§ **Activity**
Starting with the line that contains "Pick out the lizard eye", reproduce each line through the end of the entries exactly as written.

╭──

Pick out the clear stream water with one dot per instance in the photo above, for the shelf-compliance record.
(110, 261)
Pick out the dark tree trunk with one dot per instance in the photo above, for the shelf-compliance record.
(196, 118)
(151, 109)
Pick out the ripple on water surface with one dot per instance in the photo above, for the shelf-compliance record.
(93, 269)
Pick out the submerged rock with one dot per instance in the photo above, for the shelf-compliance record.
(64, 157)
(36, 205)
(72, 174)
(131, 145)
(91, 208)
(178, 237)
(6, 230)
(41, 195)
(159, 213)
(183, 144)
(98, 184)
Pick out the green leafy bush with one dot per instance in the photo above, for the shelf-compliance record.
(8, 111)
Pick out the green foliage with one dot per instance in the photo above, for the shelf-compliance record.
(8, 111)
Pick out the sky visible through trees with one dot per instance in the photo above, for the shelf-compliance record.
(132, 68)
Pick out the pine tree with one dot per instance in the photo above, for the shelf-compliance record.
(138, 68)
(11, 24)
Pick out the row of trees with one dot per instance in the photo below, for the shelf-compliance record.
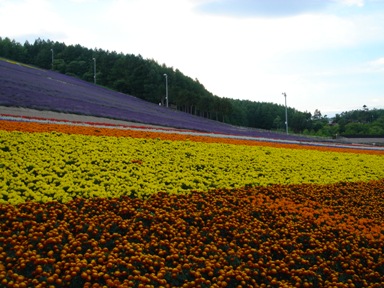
(144, 78)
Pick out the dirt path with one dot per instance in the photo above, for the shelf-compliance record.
(26, 112)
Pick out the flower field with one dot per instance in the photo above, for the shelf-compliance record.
(87, 206)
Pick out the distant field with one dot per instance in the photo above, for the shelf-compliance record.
(99, 189)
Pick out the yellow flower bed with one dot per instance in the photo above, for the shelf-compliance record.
(53, 166)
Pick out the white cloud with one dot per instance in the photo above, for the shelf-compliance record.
(359, 3)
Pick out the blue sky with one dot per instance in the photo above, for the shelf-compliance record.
(324, 54)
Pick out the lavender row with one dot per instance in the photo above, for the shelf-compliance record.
(28, 87)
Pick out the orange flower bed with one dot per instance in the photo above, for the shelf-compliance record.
(116, 132)
(222, 238)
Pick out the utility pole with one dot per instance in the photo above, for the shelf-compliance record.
(52, 59)
(166, 90)
(94, 70)
(286, 112)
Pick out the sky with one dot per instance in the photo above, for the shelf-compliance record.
(324, 54)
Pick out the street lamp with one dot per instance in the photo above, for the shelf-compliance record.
(52, 59)
(286, 113)
(94, 70)
(166, 89)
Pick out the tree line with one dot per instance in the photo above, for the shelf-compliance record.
(144, 78)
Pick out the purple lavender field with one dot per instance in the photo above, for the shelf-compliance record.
(29, 87)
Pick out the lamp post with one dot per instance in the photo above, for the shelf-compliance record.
(52, 59)
(286, 113)
(166, 89)
(94, 70)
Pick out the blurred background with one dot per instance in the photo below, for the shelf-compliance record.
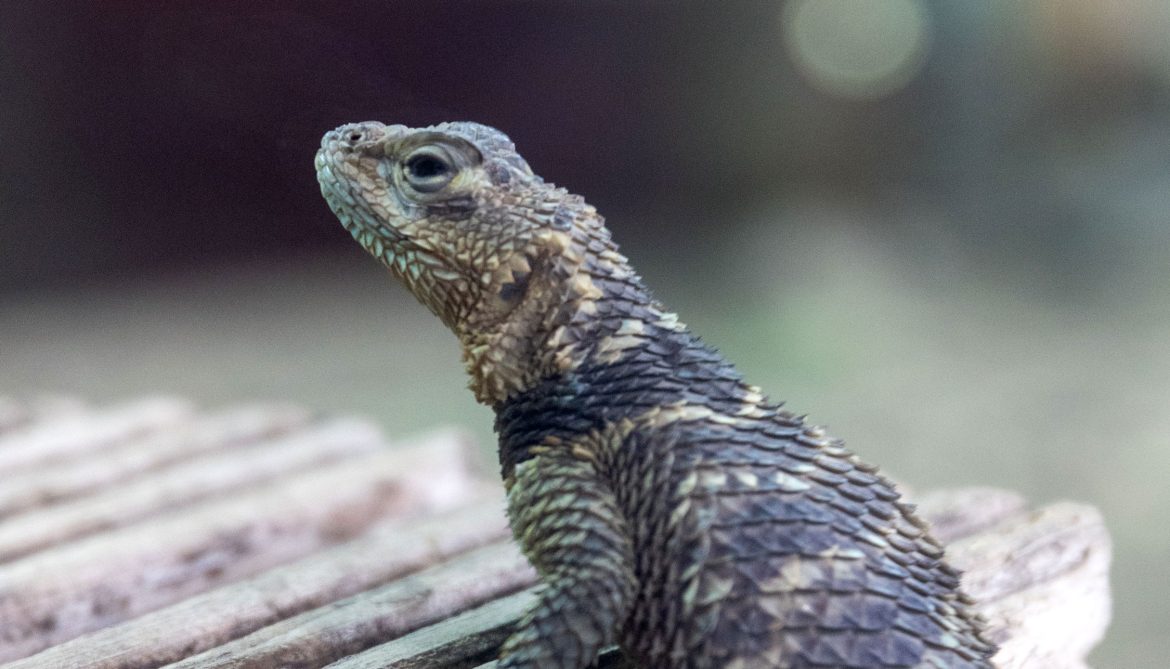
(942, 227)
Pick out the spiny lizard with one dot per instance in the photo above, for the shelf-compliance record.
(668, 505)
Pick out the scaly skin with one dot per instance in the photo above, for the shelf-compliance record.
(668, 505)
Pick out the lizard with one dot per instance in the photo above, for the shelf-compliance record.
(668, 505)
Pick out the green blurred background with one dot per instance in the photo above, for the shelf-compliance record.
(942, 228)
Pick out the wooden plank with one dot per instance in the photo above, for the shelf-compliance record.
(185, 483)
(1040, 577)
(20, 414)
(87, 430)
(212, 619)
(89, 473)
(85, 585)
(349, 626)
(462, 641)
(959, 512)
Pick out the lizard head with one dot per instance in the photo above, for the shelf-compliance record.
(459, 216)
(444, 207)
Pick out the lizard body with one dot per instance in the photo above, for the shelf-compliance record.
(668, 505)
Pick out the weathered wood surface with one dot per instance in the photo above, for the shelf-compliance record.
(1040, 578)
(152, 535)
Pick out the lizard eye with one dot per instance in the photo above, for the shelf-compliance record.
(427, 171)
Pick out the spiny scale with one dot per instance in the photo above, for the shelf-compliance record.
(667, 504)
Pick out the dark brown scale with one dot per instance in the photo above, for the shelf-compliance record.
(868, 607)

╰──

§ **Solved exercise**
Pick out the lizard eye with one dot per instance in the photo above, for the shelf-compliance record.
(427, 171)
Pick out the spiny scale with one dot per instance in the photo above, for the shelf-compliance record.
(667, 504)
Pick out the dark brown scale with one dot per instance in the photo above, for the shelf-compliance record.
(868, 607)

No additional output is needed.